*** Opening RECORDS PROVIDED ***
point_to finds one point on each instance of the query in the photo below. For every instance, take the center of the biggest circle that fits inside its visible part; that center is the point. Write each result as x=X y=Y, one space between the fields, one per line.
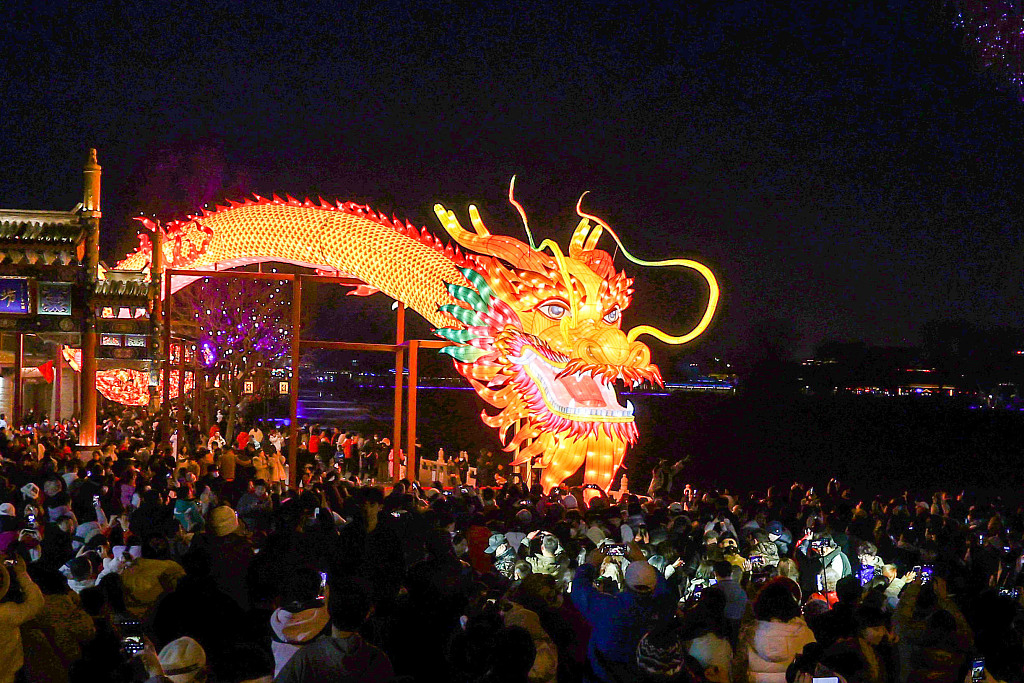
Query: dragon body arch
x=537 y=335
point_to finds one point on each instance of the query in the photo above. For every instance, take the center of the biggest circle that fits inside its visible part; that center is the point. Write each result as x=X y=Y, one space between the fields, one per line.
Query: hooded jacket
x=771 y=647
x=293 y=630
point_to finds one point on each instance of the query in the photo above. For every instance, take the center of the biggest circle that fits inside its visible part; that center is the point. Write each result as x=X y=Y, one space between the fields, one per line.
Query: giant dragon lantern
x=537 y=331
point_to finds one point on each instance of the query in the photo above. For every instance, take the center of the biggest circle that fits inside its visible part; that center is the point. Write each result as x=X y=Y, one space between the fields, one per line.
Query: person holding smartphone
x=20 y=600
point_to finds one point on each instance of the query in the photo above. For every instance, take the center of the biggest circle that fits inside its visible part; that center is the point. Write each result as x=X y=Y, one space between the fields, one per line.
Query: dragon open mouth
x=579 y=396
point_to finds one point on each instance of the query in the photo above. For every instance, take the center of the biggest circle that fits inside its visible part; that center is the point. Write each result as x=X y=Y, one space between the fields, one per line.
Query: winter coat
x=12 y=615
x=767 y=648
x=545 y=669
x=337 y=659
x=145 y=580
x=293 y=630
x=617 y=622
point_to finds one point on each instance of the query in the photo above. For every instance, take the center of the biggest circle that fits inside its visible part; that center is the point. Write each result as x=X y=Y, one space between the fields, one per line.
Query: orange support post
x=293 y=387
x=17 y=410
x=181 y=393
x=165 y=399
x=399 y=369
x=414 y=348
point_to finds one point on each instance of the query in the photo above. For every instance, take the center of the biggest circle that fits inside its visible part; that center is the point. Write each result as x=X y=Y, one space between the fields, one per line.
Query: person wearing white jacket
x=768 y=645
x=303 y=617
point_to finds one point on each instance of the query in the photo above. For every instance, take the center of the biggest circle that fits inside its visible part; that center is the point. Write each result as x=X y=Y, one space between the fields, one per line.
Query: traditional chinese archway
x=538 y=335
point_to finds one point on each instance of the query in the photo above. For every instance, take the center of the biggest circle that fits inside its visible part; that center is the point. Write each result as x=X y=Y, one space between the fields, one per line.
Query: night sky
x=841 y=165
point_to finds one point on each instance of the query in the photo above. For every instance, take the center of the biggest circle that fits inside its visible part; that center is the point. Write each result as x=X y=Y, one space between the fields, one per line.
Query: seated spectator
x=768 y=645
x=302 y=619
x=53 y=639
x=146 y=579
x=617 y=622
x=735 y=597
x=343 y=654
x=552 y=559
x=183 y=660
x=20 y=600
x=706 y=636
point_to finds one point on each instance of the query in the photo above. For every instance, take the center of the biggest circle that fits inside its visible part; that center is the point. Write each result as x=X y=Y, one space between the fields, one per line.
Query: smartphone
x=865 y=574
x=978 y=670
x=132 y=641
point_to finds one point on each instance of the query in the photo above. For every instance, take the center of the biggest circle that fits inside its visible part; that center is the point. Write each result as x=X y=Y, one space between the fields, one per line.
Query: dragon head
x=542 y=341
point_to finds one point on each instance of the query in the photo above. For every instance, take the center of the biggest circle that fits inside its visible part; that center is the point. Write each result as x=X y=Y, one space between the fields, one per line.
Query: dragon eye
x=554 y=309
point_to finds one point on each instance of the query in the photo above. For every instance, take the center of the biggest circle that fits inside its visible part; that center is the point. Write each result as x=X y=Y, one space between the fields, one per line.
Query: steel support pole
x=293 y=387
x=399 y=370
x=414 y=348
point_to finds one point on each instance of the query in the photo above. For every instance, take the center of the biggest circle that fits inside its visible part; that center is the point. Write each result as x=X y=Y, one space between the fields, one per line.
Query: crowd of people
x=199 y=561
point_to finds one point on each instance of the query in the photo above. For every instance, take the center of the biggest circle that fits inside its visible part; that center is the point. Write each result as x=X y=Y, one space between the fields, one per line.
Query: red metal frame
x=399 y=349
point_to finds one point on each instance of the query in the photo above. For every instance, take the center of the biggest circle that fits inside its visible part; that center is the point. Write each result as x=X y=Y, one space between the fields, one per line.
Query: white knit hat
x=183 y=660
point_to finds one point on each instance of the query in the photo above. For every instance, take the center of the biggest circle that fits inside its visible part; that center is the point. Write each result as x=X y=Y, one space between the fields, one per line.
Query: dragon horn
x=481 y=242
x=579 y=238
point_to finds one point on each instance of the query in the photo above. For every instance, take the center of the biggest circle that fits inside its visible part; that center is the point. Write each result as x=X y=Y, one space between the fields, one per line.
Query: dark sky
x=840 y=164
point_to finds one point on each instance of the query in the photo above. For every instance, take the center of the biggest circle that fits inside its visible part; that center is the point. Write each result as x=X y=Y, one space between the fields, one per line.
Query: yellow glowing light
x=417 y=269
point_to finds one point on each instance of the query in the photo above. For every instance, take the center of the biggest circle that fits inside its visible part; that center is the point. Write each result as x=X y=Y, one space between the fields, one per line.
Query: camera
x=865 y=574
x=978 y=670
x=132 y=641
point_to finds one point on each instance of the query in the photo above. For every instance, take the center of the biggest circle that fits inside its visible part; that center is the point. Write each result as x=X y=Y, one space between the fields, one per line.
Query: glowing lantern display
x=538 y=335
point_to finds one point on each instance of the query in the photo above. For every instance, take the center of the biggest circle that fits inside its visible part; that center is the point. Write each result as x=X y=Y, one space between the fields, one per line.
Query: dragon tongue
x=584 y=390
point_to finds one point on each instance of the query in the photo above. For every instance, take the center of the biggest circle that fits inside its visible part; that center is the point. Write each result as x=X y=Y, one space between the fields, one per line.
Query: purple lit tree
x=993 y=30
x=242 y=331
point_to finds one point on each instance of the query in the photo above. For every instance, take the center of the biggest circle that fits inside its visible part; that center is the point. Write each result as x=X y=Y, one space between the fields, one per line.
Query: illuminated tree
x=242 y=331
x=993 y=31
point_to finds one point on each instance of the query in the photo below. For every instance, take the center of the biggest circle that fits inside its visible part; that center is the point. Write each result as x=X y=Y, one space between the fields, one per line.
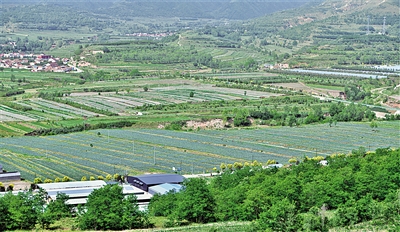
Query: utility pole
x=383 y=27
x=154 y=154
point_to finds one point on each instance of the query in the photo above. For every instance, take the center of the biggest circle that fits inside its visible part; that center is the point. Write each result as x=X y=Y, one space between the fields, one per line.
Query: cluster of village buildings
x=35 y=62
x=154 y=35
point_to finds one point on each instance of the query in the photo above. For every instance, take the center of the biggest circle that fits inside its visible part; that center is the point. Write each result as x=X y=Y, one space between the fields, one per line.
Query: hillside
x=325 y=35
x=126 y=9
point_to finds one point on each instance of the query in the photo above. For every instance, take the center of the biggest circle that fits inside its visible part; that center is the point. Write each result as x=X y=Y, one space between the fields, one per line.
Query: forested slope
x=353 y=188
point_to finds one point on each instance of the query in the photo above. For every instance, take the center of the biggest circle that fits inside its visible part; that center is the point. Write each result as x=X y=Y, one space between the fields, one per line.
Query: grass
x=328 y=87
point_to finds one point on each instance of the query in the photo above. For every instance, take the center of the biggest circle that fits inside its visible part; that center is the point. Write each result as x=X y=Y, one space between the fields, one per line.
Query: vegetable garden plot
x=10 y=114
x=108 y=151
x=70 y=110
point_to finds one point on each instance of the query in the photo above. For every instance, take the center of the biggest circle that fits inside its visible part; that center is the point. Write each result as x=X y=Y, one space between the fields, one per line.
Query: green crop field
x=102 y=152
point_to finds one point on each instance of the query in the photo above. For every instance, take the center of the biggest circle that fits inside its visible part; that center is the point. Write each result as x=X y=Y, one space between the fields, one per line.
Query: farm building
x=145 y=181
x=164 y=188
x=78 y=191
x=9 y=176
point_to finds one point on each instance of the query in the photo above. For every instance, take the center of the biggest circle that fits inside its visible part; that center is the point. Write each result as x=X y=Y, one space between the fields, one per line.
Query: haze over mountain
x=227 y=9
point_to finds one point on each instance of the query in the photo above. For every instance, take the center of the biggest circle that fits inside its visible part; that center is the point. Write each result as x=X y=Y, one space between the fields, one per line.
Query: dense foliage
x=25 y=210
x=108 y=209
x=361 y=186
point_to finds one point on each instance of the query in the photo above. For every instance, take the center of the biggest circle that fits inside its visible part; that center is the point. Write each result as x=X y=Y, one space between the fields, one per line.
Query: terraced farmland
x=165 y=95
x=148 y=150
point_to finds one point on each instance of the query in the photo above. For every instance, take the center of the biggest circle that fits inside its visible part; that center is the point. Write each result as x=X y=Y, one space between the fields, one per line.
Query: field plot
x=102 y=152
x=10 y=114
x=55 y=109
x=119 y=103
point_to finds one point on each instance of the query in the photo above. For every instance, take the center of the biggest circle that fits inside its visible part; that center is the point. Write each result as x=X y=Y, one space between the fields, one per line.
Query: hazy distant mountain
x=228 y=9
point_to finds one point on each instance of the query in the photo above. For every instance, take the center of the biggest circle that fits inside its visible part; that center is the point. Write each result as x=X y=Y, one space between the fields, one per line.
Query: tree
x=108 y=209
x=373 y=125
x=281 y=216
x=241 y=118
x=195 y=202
*** Closing RECORDS PROVIDED ***
EXERCISE.
The required answer is the line with "Query: hazy distant mountain" plus every line after it to the end of the entries above, transcribed exactly.

SOLUTION TO THE PROBLEM.
Query: hazy distant mountain
x=228 y=9
point_to finds one point on each instance of the query in the photo above. For every instance, take the center of the biggest circle that fits inside its visible part; that center is the point. Write each result as x=X y=Y, one space between the fields, one per line.
Query: tree
x=108 y=209
x=373 y=125
x=281 y=216
x=241 y=118
x=195 y=202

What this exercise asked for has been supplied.